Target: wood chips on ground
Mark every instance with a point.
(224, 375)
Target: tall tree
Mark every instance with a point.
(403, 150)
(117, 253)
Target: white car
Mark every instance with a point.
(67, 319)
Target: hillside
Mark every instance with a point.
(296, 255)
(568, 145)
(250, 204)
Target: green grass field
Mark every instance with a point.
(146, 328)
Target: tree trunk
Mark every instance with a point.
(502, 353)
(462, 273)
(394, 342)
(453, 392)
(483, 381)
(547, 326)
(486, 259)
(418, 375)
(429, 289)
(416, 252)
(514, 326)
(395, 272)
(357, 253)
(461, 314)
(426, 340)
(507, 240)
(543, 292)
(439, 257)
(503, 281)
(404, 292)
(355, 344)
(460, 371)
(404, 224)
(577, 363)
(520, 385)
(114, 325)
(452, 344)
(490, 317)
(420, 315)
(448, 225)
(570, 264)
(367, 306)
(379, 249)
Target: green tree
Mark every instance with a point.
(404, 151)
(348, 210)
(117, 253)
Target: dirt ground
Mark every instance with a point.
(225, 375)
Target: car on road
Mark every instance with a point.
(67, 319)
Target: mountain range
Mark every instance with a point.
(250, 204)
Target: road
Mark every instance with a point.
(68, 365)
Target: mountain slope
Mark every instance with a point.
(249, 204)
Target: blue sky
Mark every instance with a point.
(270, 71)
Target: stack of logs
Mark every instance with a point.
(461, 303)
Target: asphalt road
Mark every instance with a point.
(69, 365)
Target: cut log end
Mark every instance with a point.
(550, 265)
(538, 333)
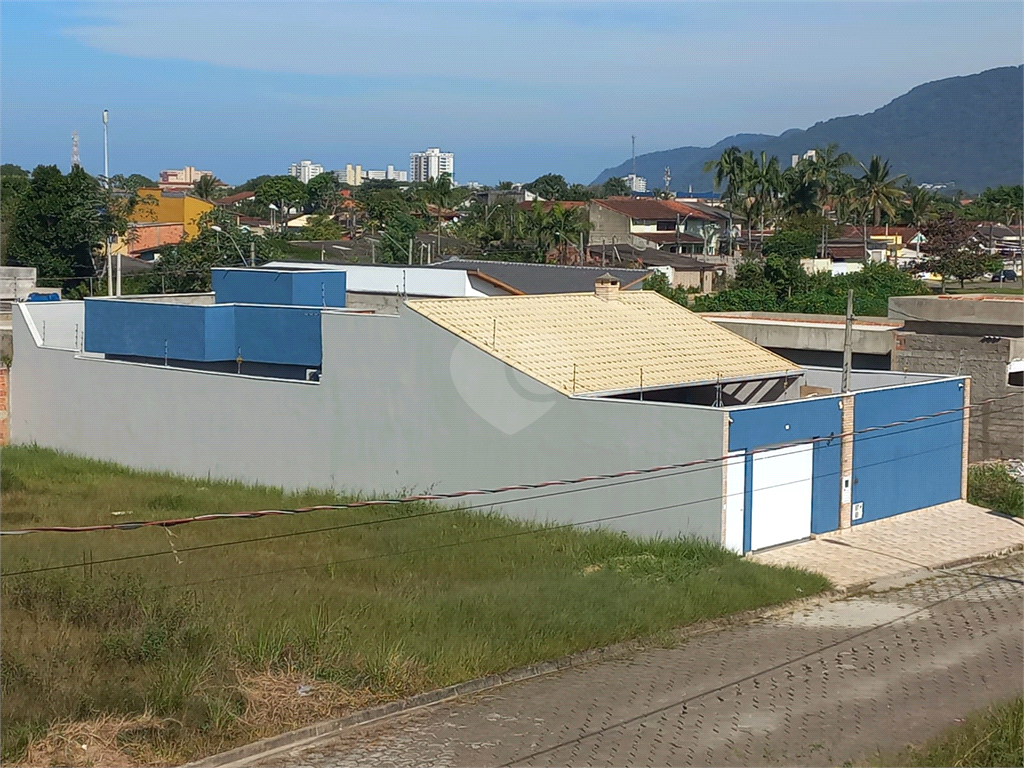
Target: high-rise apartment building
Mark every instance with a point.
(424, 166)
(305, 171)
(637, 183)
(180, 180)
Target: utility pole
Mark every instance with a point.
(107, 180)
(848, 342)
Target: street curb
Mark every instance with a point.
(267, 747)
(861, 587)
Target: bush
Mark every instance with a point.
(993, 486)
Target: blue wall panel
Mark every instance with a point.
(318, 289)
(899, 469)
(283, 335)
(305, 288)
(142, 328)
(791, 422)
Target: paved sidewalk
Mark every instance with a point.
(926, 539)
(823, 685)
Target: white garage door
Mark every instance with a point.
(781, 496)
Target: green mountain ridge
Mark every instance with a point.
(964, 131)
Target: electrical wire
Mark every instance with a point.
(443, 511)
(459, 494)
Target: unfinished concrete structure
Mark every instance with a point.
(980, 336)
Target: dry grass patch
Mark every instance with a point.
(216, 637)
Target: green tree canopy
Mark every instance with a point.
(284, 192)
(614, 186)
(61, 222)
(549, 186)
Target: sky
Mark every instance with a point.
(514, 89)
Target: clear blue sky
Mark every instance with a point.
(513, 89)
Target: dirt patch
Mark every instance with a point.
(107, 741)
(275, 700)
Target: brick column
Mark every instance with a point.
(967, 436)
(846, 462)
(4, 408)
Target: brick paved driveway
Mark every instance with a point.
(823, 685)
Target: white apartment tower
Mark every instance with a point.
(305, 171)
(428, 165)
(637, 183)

##############################

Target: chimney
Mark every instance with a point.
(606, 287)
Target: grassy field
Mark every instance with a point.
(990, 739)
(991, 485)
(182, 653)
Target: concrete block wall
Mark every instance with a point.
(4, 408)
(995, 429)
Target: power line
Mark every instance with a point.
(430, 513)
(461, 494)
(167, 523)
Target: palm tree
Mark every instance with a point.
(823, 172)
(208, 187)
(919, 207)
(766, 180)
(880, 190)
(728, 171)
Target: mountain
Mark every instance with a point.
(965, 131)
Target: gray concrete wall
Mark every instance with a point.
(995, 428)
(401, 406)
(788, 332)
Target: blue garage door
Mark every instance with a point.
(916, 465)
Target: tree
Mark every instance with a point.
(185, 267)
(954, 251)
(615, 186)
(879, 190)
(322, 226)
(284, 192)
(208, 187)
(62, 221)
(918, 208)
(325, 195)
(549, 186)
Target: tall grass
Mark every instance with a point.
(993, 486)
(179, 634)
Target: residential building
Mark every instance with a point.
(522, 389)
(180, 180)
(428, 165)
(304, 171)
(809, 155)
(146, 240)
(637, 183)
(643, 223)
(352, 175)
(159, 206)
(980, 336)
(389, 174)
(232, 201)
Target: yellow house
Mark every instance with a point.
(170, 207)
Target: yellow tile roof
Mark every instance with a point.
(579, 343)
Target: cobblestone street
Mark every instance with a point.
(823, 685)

##############################

_TASK ITEM_
Using the data above, retype exactly and only the lines from the one containing "Target: wood chips on ground" up to and including the one containing "Target: bush", with no pictures carried over.

_YOUR RESPONSE_
Target: wood chips on ground
Mark every instance with a point.
(224, 375)
Target: tall tree
Mark every instance with a point.
(403, 150)
(117, 253)
Target: white car
Mark every instance with a point.
(67, 319)
Target: hillside
Mark every instance with a point.
(296, 255)
(568, 145)
(250, 204)
Target: green grass field
Mark every instance with a point.
(146, 328)
Target: tree trunk
Mark every instance with a point.
(502, 353)
(462, 273)
(394, 342)
(453, 392)
(483, 381)
(547, 326)
(486, 259)
(418, 375)
(429, 289)
(416, 252)
(514, 326)
(395, 272)
(357, 253)
(461, 314)
(426, 340)
(507, 240)
(543, 292)
(439, 257)
(503, 281)
(404, 292)
(355, 344)
(460, 371)
(404, 224)
(577, 363)
(520, 385)
(114, 325)
(452, 344)
(490, 317)
(420, 315)
(448, 225)
(570, 264)
(367, 306)
(379, 249)
Target: green tree
Mark every instance with a point.
(404, 151)
(348, 210)
(117, 253)
Target: dirt ground
Mark every instance with a point.
(225, 375)
Target: car on road
Mark every instance with a point.
(67, 319)
Target: mountain range
Mark every instance with a point.
(250, 204)
Target: road
Mark every instance with a point.
(68, 365)
Target: mountain slope
Mark every instance with a point.
(249, 204)
Target: blue sky
Mark every instance with a point.
(270, 71)
Target: stack of logs
Mark every instance with a point.
(461, 303)
Target: asphalt road
Mark every instance with a point.
(69, 365)
Target: cut log end
Mark every instance with a point.
(550, 265)
(538, 333)
Target: high-rise apartment building
Mark every instance with a point.
(424, 166)
(305, 171)
(637, 183)
(180, 180)
Target: utility pole
Mark every instance with a point.
(107, 180)
(848, 342)
Target: street curb
Mark every instance with a point.
(267, 747)
(861, 587)
Target: bush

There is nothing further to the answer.